Reproduce the items from the line containing "Locate the cliff;" through the end of the items, swapping "evergreen tree" for "conifer tree" and changing nothing else.

● ● ● ● ● ● ●

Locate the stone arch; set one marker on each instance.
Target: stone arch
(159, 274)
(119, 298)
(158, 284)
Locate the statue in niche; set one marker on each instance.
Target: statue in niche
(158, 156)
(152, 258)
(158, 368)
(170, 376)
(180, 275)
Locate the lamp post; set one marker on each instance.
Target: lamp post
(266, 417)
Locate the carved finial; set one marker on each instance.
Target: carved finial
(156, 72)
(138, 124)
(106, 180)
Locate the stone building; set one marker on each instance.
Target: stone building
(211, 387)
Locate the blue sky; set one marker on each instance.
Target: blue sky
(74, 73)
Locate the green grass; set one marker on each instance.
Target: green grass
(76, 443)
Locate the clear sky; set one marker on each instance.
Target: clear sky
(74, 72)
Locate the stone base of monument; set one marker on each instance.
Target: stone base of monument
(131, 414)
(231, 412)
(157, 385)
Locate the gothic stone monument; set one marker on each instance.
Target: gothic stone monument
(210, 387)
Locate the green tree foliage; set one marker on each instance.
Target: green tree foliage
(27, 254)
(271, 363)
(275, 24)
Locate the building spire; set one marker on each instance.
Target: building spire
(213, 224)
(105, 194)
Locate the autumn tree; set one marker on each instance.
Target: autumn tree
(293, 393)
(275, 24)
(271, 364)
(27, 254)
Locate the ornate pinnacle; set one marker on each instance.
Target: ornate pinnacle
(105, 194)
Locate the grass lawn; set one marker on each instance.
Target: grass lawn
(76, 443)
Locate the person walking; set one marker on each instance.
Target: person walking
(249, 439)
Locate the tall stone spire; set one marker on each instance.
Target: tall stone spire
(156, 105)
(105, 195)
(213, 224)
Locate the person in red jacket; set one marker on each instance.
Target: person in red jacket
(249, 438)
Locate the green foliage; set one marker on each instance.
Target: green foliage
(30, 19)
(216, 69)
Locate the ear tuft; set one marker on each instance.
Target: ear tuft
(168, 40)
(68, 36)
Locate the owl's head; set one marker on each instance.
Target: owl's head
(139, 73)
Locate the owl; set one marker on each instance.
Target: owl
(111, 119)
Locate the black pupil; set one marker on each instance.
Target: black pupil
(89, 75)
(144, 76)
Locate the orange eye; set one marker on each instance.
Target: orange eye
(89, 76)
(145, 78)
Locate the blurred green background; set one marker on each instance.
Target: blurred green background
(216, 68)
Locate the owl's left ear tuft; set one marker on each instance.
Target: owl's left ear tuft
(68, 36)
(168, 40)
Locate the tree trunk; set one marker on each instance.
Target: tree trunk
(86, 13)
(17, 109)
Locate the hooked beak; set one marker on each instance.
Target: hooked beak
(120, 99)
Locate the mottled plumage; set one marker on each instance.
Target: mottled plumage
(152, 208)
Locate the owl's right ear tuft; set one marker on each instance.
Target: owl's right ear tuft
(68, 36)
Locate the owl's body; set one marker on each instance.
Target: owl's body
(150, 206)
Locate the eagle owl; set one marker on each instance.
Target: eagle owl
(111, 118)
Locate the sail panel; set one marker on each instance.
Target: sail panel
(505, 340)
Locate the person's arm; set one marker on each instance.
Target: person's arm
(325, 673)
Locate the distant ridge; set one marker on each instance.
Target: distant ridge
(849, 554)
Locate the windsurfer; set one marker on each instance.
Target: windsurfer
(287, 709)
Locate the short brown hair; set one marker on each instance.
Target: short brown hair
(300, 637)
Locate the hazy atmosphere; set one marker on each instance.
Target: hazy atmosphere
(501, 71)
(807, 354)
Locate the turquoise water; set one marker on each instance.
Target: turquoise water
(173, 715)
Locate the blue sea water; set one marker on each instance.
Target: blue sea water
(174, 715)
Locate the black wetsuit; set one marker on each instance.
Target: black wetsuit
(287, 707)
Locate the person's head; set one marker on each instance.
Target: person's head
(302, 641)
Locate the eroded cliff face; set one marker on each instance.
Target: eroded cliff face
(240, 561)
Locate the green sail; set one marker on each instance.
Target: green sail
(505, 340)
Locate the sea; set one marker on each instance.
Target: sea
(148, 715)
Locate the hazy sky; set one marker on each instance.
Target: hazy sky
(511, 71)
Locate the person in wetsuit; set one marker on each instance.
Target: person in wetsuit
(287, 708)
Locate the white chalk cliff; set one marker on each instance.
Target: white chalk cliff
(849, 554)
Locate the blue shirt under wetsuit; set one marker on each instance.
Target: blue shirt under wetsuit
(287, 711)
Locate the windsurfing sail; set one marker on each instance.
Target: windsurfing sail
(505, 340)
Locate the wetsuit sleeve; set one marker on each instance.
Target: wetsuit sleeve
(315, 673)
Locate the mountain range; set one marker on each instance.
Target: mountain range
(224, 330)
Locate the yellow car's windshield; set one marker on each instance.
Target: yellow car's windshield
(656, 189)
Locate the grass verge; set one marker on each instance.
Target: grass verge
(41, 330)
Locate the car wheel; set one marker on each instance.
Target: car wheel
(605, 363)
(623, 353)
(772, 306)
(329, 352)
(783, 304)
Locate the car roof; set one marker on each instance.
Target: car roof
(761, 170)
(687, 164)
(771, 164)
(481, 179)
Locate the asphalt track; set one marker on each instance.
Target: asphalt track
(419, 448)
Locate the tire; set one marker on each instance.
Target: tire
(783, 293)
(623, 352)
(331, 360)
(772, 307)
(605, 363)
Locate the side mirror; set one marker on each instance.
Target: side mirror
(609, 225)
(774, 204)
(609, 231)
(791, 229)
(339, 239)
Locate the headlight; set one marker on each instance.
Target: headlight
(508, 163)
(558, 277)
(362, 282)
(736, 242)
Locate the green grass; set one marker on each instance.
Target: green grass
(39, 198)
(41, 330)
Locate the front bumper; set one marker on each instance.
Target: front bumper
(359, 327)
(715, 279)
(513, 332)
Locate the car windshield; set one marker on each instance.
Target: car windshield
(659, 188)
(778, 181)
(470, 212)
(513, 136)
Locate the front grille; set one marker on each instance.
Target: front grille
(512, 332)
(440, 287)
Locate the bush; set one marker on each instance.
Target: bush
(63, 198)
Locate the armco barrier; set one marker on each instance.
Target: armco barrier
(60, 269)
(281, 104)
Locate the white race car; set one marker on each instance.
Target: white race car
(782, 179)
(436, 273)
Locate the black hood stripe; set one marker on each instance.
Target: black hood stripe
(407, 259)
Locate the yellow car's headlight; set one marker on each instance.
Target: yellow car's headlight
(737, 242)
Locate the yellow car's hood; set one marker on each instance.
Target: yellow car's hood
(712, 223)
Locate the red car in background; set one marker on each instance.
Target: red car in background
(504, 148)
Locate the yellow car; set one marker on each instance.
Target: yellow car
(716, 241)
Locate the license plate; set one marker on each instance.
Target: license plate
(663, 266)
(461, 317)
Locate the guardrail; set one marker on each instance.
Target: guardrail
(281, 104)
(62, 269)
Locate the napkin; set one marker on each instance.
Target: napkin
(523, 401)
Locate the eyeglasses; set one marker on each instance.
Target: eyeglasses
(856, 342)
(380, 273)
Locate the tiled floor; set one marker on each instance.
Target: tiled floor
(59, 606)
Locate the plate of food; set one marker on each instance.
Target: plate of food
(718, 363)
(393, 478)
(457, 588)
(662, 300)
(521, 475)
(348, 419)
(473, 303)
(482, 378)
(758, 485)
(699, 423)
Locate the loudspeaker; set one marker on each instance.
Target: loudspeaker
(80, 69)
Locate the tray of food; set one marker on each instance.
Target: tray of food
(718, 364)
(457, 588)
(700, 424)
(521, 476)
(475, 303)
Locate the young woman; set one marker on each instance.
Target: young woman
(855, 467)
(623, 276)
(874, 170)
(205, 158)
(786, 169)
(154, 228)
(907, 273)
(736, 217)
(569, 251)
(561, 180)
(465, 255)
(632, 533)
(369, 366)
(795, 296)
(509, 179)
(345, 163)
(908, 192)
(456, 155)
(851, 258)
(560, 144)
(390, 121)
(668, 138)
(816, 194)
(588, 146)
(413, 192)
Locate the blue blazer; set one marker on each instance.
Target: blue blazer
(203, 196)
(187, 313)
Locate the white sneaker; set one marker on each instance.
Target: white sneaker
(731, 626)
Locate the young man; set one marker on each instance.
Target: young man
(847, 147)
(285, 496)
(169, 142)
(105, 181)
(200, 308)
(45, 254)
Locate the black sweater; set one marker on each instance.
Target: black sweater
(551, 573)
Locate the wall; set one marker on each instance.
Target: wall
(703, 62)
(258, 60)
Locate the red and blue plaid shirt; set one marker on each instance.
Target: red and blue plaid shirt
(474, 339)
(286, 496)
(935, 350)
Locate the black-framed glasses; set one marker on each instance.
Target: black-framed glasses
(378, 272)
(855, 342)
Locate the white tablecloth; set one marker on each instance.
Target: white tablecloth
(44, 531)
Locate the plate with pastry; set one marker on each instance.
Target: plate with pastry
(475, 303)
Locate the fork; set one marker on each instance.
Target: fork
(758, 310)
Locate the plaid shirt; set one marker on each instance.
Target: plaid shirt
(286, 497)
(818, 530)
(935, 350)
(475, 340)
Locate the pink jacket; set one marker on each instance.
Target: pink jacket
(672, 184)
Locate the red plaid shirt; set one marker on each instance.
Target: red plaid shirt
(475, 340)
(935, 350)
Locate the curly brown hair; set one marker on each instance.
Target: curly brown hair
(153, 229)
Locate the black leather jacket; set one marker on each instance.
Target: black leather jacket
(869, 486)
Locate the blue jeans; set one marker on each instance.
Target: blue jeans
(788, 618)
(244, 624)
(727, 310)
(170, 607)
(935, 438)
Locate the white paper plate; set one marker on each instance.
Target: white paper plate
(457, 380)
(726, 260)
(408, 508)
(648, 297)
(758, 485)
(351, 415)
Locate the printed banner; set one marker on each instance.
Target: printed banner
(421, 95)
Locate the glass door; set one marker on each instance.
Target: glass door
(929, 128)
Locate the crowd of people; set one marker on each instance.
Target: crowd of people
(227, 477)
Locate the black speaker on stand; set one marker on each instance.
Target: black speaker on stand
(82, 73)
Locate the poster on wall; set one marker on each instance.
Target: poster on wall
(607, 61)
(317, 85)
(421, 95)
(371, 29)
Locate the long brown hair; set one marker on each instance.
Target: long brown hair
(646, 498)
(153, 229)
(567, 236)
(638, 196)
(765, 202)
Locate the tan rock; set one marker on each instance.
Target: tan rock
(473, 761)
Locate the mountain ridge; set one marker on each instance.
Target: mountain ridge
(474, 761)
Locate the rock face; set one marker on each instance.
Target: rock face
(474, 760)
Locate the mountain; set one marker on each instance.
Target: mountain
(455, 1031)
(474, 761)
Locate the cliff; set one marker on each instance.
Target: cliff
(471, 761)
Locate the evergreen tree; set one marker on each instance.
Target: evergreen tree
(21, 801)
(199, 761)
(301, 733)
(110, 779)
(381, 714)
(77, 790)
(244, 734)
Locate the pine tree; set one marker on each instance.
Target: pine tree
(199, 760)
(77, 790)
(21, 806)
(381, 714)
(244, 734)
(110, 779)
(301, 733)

● ● ● ● ● ● ●

CORRECT ANSWER:
Locate the cliff; set one marker on each instance.
Target: cliff
(471, 761)
Locate the conifer tree; set one marker on each instance.
Target: conifer tree
(21, 801)
(199, 761)
(301, 733)
(110, 779)
(381, 714)
(77, 790)
(244, 734)
Locate the pine tree; set one marker on each instance.
Target: pine tree
(199, 760)
(77, 790)
(21, 806)
(381, 714)
(244, 734)
(110, 779)
(301, 733)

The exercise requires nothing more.